Excerpts from a dataset
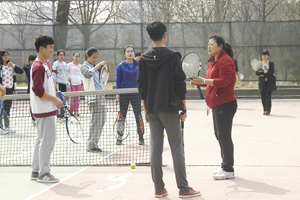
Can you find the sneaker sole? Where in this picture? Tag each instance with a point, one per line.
(43, 181)
(223, 178)
(188, 196)
(160, 196)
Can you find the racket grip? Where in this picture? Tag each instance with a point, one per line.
(61, 97)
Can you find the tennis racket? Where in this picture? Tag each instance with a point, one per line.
(3, 116)
(120, 131)
(73, 125)
(256, 65)
(104, 76)
(191, 66)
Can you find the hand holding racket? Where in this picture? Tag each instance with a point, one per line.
(119, 129)
(191, 66)
(73, 125)
(256, 65)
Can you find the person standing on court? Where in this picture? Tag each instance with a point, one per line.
(8, 79)
(220, 97)
(44, 104)
(266, 82)
(90, 73)
(60, 76)
(161, 84)
(74, 77)
(126, 76)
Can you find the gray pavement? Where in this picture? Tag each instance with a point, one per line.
(267, 162)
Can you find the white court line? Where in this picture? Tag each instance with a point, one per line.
(72, 175)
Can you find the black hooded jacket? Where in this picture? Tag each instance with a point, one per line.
(161, 80)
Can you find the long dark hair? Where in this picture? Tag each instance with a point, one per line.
(226, 46)
(2, 52)
(130, 46)
(90, 52)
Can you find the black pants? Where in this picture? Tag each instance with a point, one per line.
(135, 101)
(266, 101)
(222, 118)
(6, 105)
(63, 88)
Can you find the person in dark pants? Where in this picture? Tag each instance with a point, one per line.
(266, 82)
(219, 83)
(126, 76)
(8, 79)
(161, 84)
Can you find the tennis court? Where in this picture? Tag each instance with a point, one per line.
(266, 162)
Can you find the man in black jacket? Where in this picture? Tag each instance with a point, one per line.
(161, 84)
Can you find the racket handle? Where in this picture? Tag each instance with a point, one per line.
(61, 97)
(200, 92)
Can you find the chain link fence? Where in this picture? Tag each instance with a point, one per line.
(248, 39)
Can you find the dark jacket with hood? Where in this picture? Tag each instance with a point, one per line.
(161, 81)
(270, 84)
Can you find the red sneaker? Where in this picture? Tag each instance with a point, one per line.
(190, 193)
(161, 194)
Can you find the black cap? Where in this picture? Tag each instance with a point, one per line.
(265, 52)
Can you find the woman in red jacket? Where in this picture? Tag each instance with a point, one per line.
(220, 97)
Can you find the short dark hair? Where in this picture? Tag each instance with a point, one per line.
(219, 39)
(2, 52)
(60, 50)
(43, 40)
(91, 51)
(265, 52)
(156, 30)
(227, 47)
(31, 57)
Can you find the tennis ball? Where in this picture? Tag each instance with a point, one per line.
(133, 166)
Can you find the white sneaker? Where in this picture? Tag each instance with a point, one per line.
(11, 131)
(217, 171)
(222, 175)
(3, 132)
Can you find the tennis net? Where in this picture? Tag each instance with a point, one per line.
(16, 148)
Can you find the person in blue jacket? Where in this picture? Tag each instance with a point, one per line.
(127, 78)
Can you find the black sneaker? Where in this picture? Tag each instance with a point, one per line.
(47, 178)
(34, 175)
(95, 149)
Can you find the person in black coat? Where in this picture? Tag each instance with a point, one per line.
(266, 81)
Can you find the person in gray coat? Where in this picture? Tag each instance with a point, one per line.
(266, 82)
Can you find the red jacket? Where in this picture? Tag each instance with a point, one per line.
(222, 71)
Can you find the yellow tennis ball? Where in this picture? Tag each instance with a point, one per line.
(133, 166)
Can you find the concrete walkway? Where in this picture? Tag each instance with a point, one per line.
(267, 163)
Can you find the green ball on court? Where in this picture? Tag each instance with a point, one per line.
(133, 165)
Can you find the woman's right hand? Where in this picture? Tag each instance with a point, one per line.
(117, 99)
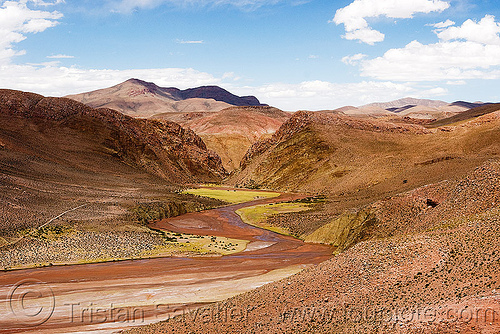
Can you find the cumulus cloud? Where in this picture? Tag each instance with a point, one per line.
(444, 24)
(181, 41)
(126, 6)
(354, 59)
(469, 51)
(485, 31)
(354, 16)
(320, 95)
(60, 56)
(17, 20)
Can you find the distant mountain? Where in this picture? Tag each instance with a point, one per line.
(411, 109)
(325, 152)
(406, 102)
(61, 138)
(468, 105)
(143, 99)
(483, 109)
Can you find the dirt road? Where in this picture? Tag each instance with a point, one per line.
(110, 296)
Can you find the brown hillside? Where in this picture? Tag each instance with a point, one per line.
(142, 99)
(428, 263)
(467, 115)
(342, 155)
(231, 132)
(56, 154)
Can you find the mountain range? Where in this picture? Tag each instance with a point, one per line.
(143, 99)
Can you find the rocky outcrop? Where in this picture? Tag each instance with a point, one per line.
(161, 147)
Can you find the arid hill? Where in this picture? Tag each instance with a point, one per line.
(143, 99)
(56, 154)
(343, 155)
(231, 132)
(467, 115)
(411, 109)
(427, 262)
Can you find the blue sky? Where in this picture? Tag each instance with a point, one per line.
(293, 54)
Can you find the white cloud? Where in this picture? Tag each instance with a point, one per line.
(456, 83)
(17, 20)
(180, 41)
(353, 16)
(469, 51)
(318, 95)
(485, 31)
(354, 59)
(60, 56)
(127, 6)
(442, 25)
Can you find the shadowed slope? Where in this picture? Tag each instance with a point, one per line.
(139, 98)
(231, 132)
(57, 154)
(343, 155)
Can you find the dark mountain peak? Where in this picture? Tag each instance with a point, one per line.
(217, 93)
(203, 92)
(466, 104)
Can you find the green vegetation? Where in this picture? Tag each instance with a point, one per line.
(344, 231)
(257, 215)
(231, 196)
(177, 243)
(49, 232)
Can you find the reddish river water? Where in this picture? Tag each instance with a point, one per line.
(107, 297)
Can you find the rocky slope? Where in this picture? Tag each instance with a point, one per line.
(410, 109)
(323, 152)
(231, 132)
(428, 263)
(138, 98)
(57, 154)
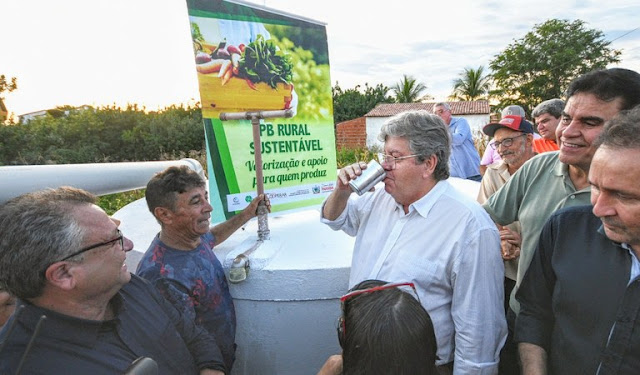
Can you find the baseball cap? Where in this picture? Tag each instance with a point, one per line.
(512, 122)
(515, 110)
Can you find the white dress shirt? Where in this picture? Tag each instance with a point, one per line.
(449, 247)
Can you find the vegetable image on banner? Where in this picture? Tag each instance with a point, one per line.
(251, 59)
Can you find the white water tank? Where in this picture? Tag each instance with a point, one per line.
(288, 307)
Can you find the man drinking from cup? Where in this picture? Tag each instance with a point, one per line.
(420, 229)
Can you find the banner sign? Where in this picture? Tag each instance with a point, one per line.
(249, 59)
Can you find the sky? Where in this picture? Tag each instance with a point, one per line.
(119, 52)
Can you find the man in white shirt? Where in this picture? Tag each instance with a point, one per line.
(420, 229)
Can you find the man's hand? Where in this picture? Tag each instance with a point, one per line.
(337, 201)
(510, 243)
(207, 371)
(533, 359)
(223, 230)
(251, 210)
(7, 306)
(348, 173)
(333, 366)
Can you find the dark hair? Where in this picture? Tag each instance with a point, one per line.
(622, 131)
(36, 230)
(427, 135)
(164, 187)
(609, 84)
(387, 332)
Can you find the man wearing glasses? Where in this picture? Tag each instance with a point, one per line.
(512, 139)
(422, 230)
(79, 310)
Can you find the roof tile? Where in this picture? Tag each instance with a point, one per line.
(457, 108)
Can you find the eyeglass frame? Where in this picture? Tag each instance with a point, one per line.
(91, 247)
(342, 327)
(382, 158)
(495, 144)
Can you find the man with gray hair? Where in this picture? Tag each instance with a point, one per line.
(546, 117)
(554, 180)
(80, 311)
(464, 161)
(580, 299)
(420, 229)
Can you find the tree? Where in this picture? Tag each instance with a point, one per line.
(540, 65)
(353, 103)
(7, 85)
(408, 90)
(471, 84)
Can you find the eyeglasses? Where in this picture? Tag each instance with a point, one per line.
(391, 160)
(507, 142)
(84, 249)
(409, 288)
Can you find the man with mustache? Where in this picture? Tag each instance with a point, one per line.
(513, 136)
(554, 180)
(580, 298)
(80, 311)
(180, 261)
(546, 116)
(512, 139)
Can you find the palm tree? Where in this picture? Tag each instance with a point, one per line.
(472, 84)
(408, 90)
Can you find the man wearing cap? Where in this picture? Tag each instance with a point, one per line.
(465, 160)
(554, 180)
(547, 117)
(512, 137)
(491, 155)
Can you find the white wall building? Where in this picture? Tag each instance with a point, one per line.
(477, 113)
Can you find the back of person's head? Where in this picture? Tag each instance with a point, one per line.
(427, 135)
(609, 84)
(164, 187)
(553, 107)
(37, 230)
(622, 131)
(445, 105)
(386, 332)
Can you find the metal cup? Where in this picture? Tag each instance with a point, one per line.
(370, 176)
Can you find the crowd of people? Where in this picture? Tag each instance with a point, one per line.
(539, 275)
(546, 278)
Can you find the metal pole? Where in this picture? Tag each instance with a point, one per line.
(263, 221)
(255, 117)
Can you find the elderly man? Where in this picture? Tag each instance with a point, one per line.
(491, 155)
(63, 258)
(580, 299)
(180, 261)
(553, 180)
(547, 117)
(422, 230)
(512, 137)
(464, 161)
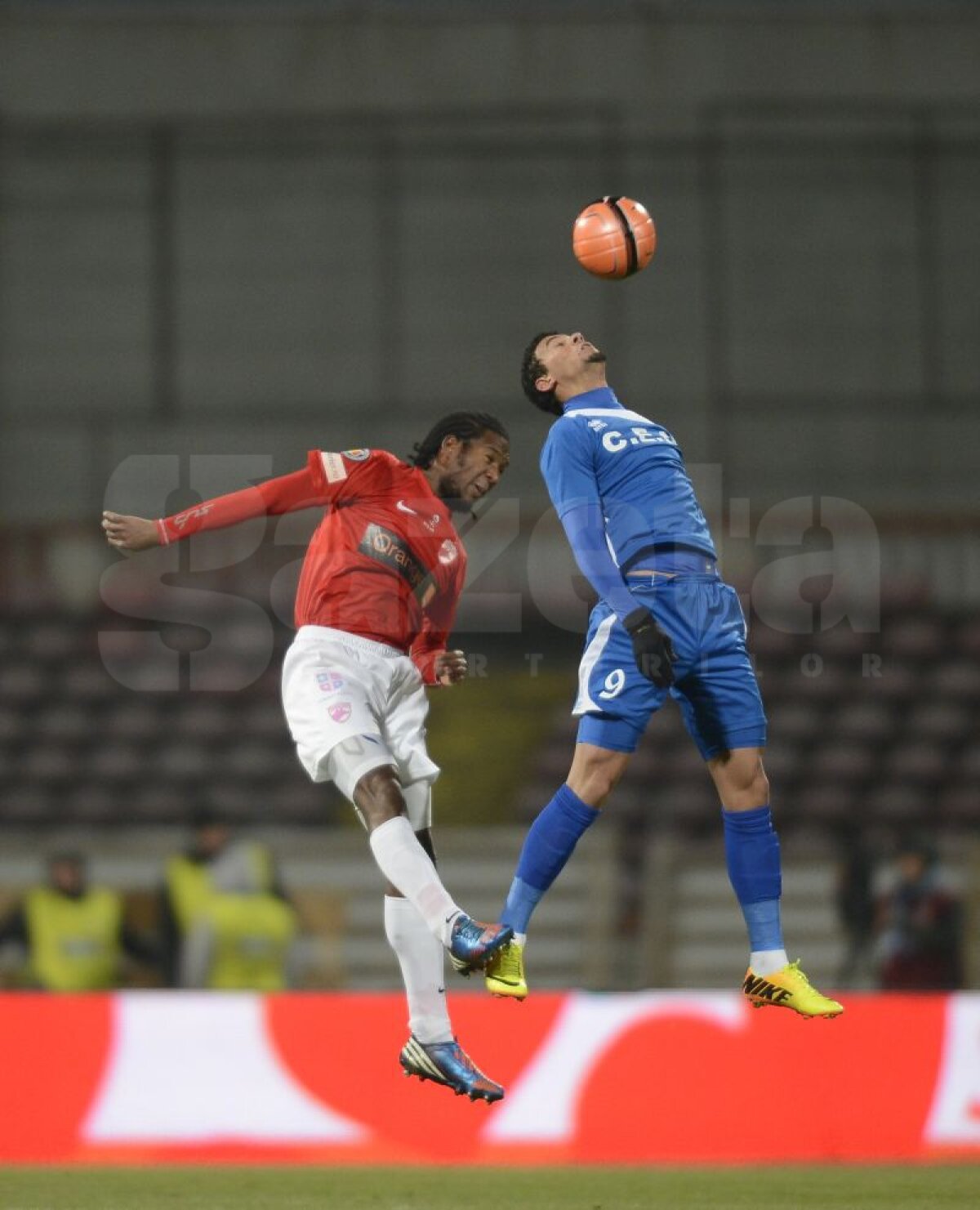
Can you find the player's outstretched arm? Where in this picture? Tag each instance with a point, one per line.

Your objective:
After locating the line with "Can you find the metal cup?", transcribe it and the rest of the data above exactly as written, without any picture.

Answer area:
Can you find the metal cup? Where in this picture? Tag each instance with a point, one per line.
(370, 176)
Can you find the crowd of people? Where in this picture? Tag each instance with a point, one per line.
(539, 275)
(546, 278)
Can you find the metal pole? Where in this picture? Tag each instance with a point, one per line.
(263, 221)
(255, 117)
Can you find the elderly man? Where in this picture? Tag each instance with a point, one per line.
(491, 155)
(63, 258)
(580, 299)
(180, 261)
(553, 180)
(547, 117)
(422, 230)
(512, 137)
(464, 161)
Can you find the player's outstretched arm? Where in this picture? Tag each instance with a point, one per line.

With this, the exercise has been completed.